- [SOAL YANG DIKERJAKAN]
a: Tentukan apakah tiap pernyataan berikut sesuai dengan teks tentang pelecehan seksual: (i) kebanyakan korban enggan membicarakan pengalamannya karena tahu mereka akan disalahkan; (ii) menggoda orang yang lewat di pinggir jalan tidak dianggap pelecehan seksual; (iii) definisi yang dikutip menyebut pelecehan seksual sebagai perbuatan yang dikehendaki. Jawab ya atau tidak untuk masing-masing dan sertakan kutipan tepat dari teks yang menjadi penentunya.
b: Teruskan tulisan tentang pelecehan seksual itu, mulai tepat sesudah kalimat terakhirnya.

- [KUTIPAN TERPILIH]
Salah Menjadi Korban

  • Whatsapp

“Makanya jangan pake baju terbuka”

“Jangan pulang terlalu malam!”

“Lo sih pake transportasi umum”

Setuju atau tidak, pelecehan seksual sebenarnya sering terjadi di sekitar kita. Hanya saja, masyarakat Indonesia merasa masih terlalu tabu untuk membicarakannya. Kebanyakan korban pelecehan seksual tak ingin membicarakan apa yang dialami karena mereka mengetahui sesuatu. Ya, mereka tahu akan disalahkan, meskipun mereka korban.

Pelecehan seksual menurut Macionis (1996 : 261) dalam Pengantar Sosiologi oleh Kamanto Sunarto adalah “Komentar, isyarat, atau kontak fisik yang bersifat seks, diulang-ulang, dan tidak dikehendaki.” Siapa pula yang menghendaki untuk menjadi korban pelecehan seksual? Tidak pernah ada! Meski begitu, korban pelecehan seksual tetap saja disalahkan.

Sebenarnya pelecehan seksual terjadi hampir tiap saat dan dimana saja. Pemerkosaan bukan hanya satu-satunya tindak pelcehan seksual. “Eh neng cantik mau kemana?” adalah contohnya. Hal sepele seperti menggoda orang yang lewat di pinggir jalan seperti itu termasuk pelecehan seksual. Kegiatan menggoda ini lebih sering disebut catcalling.

- [BAGIAN DATA]

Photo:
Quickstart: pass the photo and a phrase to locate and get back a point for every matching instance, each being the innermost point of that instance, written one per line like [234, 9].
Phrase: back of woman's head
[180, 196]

- [JAWABAN YANG DIHARAPKAN]
a:
(i) Ya: "Ya, mereka tahu akan disalahkan, meskipun mereka korban."
(ii) Tidak: "Hal sepele seperti menggoda orang yang lewat di pinggir jalan seperti itu termasuk pelecehan seksual."
(iii) Tidak: "Komentar, isyarat, atau kontak fisik yang bersifat seks, diulang-ulang, dan tidak dikehendaki."

b:
Tak hanya pemerkosaan dan catcalling, ketika ada bagian tubuh tertentu yang disentuh secara sengaja juga merupakan pelecehan seksual. Terlebih lagi yang disentuh adalah bagian yang “pribadi”. Pelecehan seksual seperti catcalling sering terjadi di jalan raya, halte bus, dan berbagai tempat umum lainnya. Sedangkan pelecehan seksual berupa menyentuh bagian tubuh biasanya di tempat yang penuh kerumunan, seperti di dalam tranportasi umum, yaitu kereta, bus, dan lainnya. Para pelaku bisa bertindak karena mereka beranggapan pada saat seperti itulah mereka bisa mengambil “keuntungan”.

Jika ada pemikiran bahwa korban pelecehan seksual hanya perempuan, hal ini jelas salah. Semua orang bisa menjadi korban pelecehan seksual, terlepas dari gender mereka. Laki-laki juga bisa menjadi korban pelecehan seksual, meski kebanyakan korban memang perempuan. Seperti korban, pelaku juga bisa siapa saja.

Banyak korban pelecehan seksual yang tidak bereaksi bahkan melawan ketika sedang dilecehkan. Hal ini dikarenakan tak semua orang bisa merespon dengan cepat dan ini bukan salah korban. Masyarakat di Indonesia kebanyakan akan tetap beranggapan pada kejadian pelecehan seksual bahwa korban yang salah. Padahal tak ada korban yang menginginkan dan mengira akan dilecehkan.

Mengapa banyak korban pelecehan seksual yang tidak ingin membicarakan apa yang mereka alami? “Pertama budaya Indonesia yang masih kurang asertif buat ngomong tentang sesuatu. Kedua gara-gara dia merasa stress dan malah nyalahin diri mereka sendiri karena gak bisa jaga diri mereka,” ujar Rifqi Hadyan, mahasiswa psikologi di Universitas Indonesia.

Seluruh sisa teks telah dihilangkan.